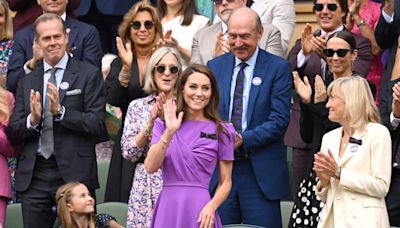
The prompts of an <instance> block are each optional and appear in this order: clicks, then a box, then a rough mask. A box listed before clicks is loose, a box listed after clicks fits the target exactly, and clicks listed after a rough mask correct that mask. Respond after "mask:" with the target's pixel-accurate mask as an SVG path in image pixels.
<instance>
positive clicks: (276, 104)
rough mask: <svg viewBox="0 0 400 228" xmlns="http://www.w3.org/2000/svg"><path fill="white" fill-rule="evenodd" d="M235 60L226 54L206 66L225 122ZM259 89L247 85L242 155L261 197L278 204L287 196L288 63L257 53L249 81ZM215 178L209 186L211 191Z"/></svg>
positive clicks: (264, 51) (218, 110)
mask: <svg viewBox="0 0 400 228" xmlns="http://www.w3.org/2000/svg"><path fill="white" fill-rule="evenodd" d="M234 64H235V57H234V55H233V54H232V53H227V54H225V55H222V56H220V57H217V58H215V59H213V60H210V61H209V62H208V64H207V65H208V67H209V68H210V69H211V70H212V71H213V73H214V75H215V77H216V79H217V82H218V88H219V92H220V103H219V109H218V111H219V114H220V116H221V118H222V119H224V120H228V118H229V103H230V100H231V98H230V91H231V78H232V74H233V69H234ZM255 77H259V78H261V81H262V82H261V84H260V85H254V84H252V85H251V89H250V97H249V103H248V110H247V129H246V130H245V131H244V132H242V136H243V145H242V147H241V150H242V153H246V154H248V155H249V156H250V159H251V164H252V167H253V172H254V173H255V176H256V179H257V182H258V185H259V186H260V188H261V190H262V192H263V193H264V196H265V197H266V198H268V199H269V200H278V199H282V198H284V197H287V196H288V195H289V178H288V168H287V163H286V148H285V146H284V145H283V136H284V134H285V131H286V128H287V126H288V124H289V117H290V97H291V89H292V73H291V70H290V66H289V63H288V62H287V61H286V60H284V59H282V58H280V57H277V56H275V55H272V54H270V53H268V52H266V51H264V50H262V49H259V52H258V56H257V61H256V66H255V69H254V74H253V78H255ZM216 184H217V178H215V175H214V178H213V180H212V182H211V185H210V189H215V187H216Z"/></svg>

------------------------------------------------------------------------

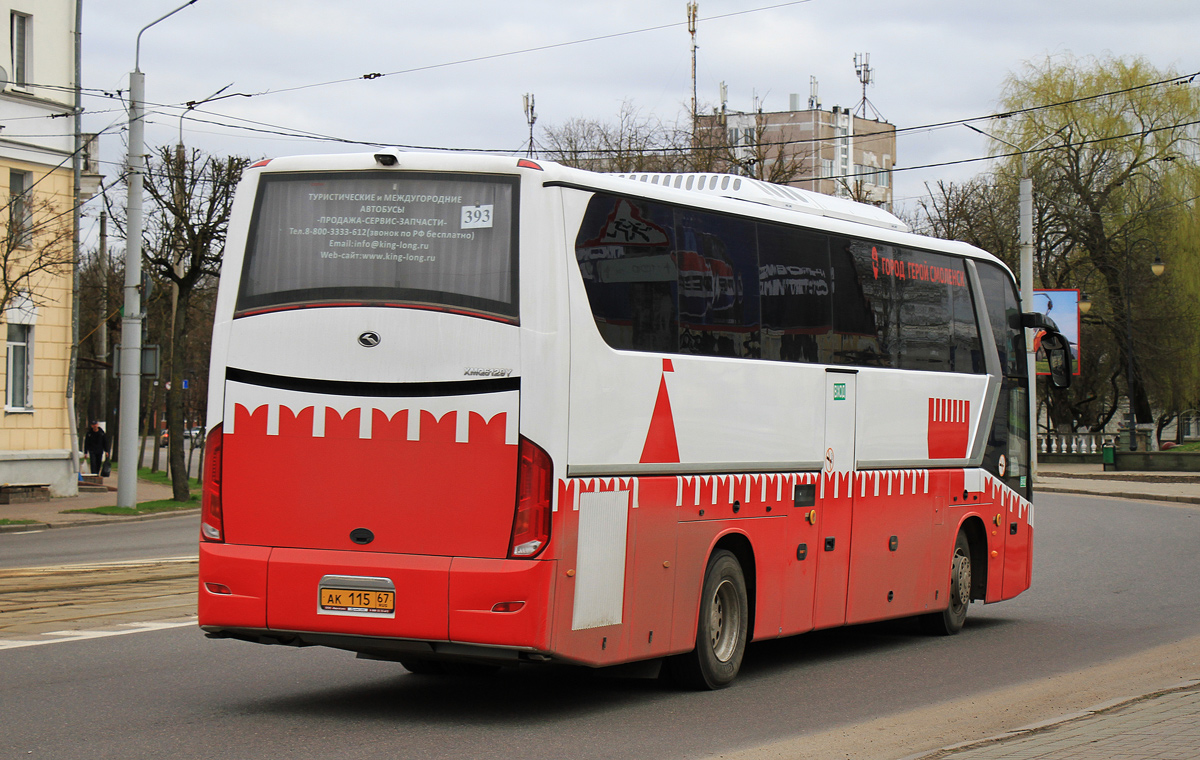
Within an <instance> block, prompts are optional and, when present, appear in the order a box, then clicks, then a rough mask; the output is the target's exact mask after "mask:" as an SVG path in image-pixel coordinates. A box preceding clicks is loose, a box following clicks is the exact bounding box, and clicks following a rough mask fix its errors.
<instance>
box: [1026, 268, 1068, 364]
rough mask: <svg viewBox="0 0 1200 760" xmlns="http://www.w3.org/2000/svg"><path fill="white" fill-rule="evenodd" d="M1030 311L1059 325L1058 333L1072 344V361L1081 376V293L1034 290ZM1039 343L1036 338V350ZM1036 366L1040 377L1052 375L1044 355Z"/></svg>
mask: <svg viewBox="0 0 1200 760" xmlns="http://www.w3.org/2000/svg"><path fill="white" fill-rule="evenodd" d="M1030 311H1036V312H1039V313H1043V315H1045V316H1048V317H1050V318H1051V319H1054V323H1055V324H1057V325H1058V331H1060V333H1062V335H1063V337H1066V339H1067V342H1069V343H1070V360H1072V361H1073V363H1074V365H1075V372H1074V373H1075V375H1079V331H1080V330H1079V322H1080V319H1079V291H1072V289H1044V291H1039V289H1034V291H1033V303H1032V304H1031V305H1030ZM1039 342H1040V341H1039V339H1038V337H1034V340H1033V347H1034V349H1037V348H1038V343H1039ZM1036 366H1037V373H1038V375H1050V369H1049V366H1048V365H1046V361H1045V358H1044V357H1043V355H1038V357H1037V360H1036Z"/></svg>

------------------------------------------------------------------------

▸ What this task involves: Please pull out each line of the records that contains the string "instance", treating uppercase and lowercase as different.

▸ The completed task:
The prompts of an <instance> block are each optional and appear in this order: clicks, then a box, then a rough mask. A box listed before clicks is loose, a box listed after clicks fits the target exactly, and clicks listed after a rough mask correct that mask. Respond after "mask:" with the target's pixel-accurate mask as an SVG path in image pixels.
<instance>
Within an <instance> block, prompts are optional and, when present, appear in the order a box, then clicks, then a rough mask; the output is the target's exact mask after "mask:" as an SVG path in image-pixel coordinates. A box preceding clicks is loose, a box following clicks is the exact bounding box, and clicks following a rough mask fix its errors.
<instance>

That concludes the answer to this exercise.